EXERCISE PROMPT: Your response should be every line of the data, written out exactly.

AVAILABLE DATA:
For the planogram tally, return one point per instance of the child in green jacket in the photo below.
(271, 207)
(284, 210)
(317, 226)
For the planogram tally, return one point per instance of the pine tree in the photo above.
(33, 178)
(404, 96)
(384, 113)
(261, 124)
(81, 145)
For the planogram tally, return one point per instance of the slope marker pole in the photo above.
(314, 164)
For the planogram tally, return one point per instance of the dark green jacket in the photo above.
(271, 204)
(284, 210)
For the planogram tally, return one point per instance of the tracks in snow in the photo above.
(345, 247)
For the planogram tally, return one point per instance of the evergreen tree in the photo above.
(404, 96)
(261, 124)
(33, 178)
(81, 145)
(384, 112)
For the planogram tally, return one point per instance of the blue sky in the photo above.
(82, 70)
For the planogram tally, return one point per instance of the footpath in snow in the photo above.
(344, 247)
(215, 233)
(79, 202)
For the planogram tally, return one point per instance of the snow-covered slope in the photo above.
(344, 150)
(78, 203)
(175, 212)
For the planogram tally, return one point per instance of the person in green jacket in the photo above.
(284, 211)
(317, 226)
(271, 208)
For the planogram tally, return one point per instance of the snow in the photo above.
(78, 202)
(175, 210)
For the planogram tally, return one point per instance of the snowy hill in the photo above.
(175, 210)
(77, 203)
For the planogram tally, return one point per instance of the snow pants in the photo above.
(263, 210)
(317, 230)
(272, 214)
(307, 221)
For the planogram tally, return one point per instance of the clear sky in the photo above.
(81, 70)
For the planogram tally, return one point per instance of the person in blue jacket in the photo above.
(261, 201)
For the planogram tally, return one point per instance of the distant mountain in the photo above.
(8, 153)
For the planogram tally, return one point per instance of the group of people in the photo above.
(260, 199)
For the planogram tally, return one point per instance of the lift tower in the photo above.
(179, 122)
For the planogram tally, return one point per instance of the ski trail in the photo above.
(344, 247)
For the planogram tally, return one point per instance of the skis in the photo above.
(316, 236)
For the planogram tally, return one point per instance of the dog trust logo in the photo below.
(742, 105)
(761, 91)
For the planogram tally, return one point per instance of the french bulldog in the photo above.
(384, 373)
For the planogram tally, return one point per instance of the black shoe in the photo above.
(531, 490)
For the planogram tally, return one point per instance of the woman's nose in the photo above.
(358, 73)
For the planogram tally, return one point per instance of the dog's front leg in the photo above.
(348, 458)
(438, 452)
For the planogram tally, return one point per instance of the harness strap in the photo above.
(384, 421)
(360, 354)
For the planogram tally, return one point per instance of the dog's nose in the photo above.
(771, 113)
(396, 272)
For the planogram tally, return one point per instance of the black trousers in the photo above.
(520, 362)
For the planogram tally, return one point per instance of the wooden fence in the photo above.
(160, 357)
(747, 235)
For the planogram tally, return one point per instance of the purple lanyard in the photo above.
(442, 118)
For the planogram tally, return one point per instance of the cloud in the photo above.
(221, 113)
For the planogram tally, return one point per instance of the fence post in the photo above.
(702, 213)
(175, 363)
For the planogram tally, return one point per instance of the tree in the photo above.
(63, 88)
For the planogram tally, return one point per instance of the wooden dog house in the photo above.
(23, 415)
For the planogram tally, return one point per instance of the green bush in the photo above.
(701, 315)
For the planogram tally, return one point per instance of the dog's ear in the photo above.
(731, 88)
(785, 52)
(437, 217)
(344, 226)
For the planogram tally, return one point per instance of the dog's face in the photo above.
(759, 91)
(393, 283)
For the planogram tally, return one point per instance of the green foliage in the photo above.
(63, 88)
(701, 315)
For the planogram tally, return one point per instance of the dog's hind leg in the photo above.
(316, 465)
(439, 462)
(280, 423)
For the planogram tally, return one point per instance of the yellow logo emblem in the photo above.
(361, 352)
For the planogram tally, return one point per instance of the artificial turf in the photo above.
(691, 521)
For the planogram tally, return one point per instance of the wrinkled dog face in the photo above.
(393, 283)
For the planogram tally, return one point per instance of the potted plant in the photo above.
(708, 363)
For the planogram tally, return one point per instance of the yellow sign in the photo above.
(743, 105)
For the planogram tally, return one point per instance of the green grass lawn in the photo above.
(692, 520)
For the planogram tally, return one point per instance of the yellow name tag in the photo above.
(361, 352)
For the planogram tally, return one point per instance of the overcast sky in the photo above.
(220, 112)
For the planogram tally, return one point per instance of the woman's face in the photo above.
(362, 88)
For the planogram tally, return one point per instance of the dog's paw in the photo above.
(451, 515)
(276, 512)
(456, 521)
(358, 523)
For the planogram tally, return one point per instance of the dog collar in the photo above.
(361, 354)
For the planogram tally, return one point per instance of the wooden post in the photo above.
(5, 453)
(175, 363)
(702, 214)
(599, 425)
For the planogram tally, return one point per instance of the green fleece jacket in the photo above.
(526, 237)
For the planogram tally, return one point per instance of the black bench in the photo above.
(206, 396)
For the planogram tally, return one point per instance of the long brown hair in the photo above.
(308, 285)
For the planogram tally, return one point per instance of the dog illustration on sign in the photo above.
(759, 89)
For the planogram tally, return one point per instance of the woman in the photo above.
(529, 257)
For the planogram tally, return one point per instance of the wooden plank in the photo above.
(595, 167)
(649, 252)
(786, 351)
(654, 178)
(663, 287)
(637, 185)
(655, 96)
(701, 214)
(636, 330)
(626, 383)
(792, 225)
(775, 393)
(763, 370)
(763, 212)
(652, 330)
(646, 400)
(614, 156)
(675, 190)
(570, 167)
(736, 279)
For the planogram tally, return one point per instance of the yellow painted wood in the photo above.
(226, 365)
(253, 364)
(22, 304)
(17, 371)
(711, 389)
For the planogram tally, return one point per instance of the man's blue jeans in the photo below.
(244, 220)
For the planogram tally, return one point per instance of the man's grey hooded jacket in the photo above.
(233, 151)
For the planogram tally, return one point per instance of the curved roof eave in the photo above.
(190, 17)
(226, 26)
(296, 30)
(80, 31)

FINISHED TASK:
For the planogram tally, return one point per instance of the child in green jacket in the photo below.
(271, 207)
(284, 210)
(317, 226)
For the planogram tally, return one point per instance of the pine tree in the photo above.
(33, 178)
(404, 96)
(384, 113)
(261, 124)
(81, 145)
For the planogram tally, return one point per instance of the slope marker pole in the photo above.
(314, 164)
For the planogram tally, return one point per instance of the dark green jacket in the photo above.
(271, 204)
(284, 210)
For the planogram tally, return one point per instance of the tracks in snow in the photo above.
(345, 247)
For the planogram tally, return one point per instance of the evergreen tree in the photo above.
(404, 96)
(261, 124)
(33, 178)
(81, 145)
(384, 112)
For the planogram tally, return one point per instance of the blue sky in the photo above.
(82, 70)
For the planogram tally, return one point per instance of the footpath in snow in the photo above.
(344, 247)
(215, 233)
(79, 202)
For the planogram tally, return one point per instance of the snow-covered slope in the photo above.
(344, 150)
(78, 203)
(175, 212)
For the planogram tally, return one point per instance of the person in green jacket in the photo above.
(284, 211)
(317, 226)
(271, 208)
For the planogram tally, return one point per instance of the snow in the photo above.
(78, 202)
(175, 210)
For the planogram tally, return one point per instance of the snowy hill in the photo above.
(175, 210)
(77, 203)
For the planogram tally, return one point per instance of the snow pants in the photo above.
(263, 210)
(317, 230)
(272, 214)
(307, 221)
For the planogram tally, return one point per instance of the clear sky in the photo above.
(81, 70)
For the planogram tally, return one point per instance of the person in blue jacket in the photo above.
(261, 201)
For the planogram tally, return one point per instance of the distant mountain in the photo above.
(8, 153)
For the planogram tally, return one point per instance of the group of people in the photo above.
(260, 199)
For the planogram tally, return one point per instance of the lift tower in the photo above.
(179, 122)
For the planogram tally, return one point per instance of the ski trail in the photo above.
(344, 247)
For the planogram tally, return one point per instance of the skis in the photo above.
(316, 236)
For the planogram tally, return one point per instance of the dog trust logo in the photo below.
(742, 105)
(761, 91)
For the planogram tally, return one point per instance of the french bulldog in the photo above.
(384, 373)
For the planogram tally, return one point per instance of the black shoe in the photo above.
(531, 490)
For the planogram tally, return one point per instance of the woman's nose in the photo above.
(358, 73)
For the planogram tally, return one point per instance of the dog's front leg in the photo above.
(348, 458)
(438, 452)
For the planogram tally, return one point per instance of the harness strap in the photo above.
(384, 421)
(360, 354)
For the planogram tally, return one point per instance of the dog's nose in the photo above.
(771, 113)
(396, 272)
For the planogram tally, return one point per instance of the black trousers in the photo above.
(520, 362)
For the planogram tally, return one point per instance of the wooden fence in the photo above.
(160, 357)
(747, 235)
For the planogram tally, return one point per instance of the purple lanyard in the photo above.
(442, 118)
For the planogram tally, return one point per instance of the cloud in the photo above.
(221, 113)
For the planogram tally, return one point per instance of the fence post in the photo above.
(702, 213)
(175, 363)
For the planogram tally, return one point per instance of the tree in the photo above.
(63, 88)
For the planogram tally, return one point per instance of the wooden dog house in the photo above.
(23, 415)
For the planogram tally, return one point per instance of the green bush in the photo above.
(701, 315)
For the planogram tally, return one point per instance of the dog's ear in the photo above.
(731, 88)
(785, 52)
(437, 217)
(344, 226)
For the planogram tally, return one point per instance of the dog's face in the photo above.
(759, 91)
(393, 283)
For the planogram tally, return one point per instance of the green foliage in the photo above.
(63, 88)
(701, 315)
For the planogram tally, return one point per instance of the dog's hind leg in the photo above.
(316, 465)
(439, 462)
(280, 423)
For the planogram tally, return one point per instance of the yellow logo emblem in the photo above.
(361, 352)
For the planogram tally, return one point per instance of the artificial turf in the photo above.
(691, 521)
For the planogram tally, return one point per instance of the wrinkled dog face in the photo above.
(393, 283)
For the planogram tally, return one point per instance of the potted plant in the photo above.
(708, 363)
For the planogram tally, return one point per instance of the yellow sign in the photo above.
(743, 105)
For the planogram tally, return one point per instance of the green grass lawn in the photo above.
(692, 520)
For the planogram tally, return one point per instance of the yellow name tag in the photo above.
(361, 352)
For the planogram tally, return one point per instance of the overcast sky in the photo above.
(220, 112)
For the planogram tally, return one point per instance of the woman's face in the photo above.
(362, 88)
For the planogram tally, return one point per instance of the dog's paw in the photo above.
(451, 515)
(276, 512)
(456, 521)
(358, 523)
For the planogram tally, return one point per instance of the dog collar in the photo above.
(361, 354)
For the planogram tally, return one point per instance of the wooden post in the photo above.
(5, 453)
(175, 363)
(702, 214)
(599, 425)
For the planogram tally, return one point per instance of the green fleece jacket in the photo above.
(526, 237)
For the planogram tally, return one point per instance of the black bench in the photo above.
(206, 396)
For the planogram tally, return one point per instance of the long brown hair in the photo above.
(308, 285)
For the planogram tally, return one point per instance of the dog illustration on sign in the photo above.
(759, 89)
For the planogram tally, return one point per instance of the woman in the photo above.
(529, 257)
For the planogram tally, return one point per instance of the wooden plank in the photo above.
(595, 167)
(649, 252)
(786, 351)
(654, 178)
(663, 287)
(637, 185)
(655, 96)
(701, 214)
(636, 330)
(626, 383)
(792, 225)
(775, 393)
(763, 370)
(763, 212)
(652, 330)
(646, 400)
(614, 156)
(675, 190)
(570, 167)
(736, 279)
For the planogram tally, return one point per instance of the yellow painted wood in the photo above.
(226, 365)
(253, 364)
(22, 304)
(17, 371)
(711, 389)
For the planogram tally, return one point per instance of the man's blue jeans in the photo below.
(244, 220)
For the planogram tally, return one point per instance of the man's grey hooded jacket in the photo above.
(233, 151)
For the planogram tally, return one point per instance of the curved roof eave in the photo above.
(190, 17)
(226, 26)
(296, 30)
(80, 31)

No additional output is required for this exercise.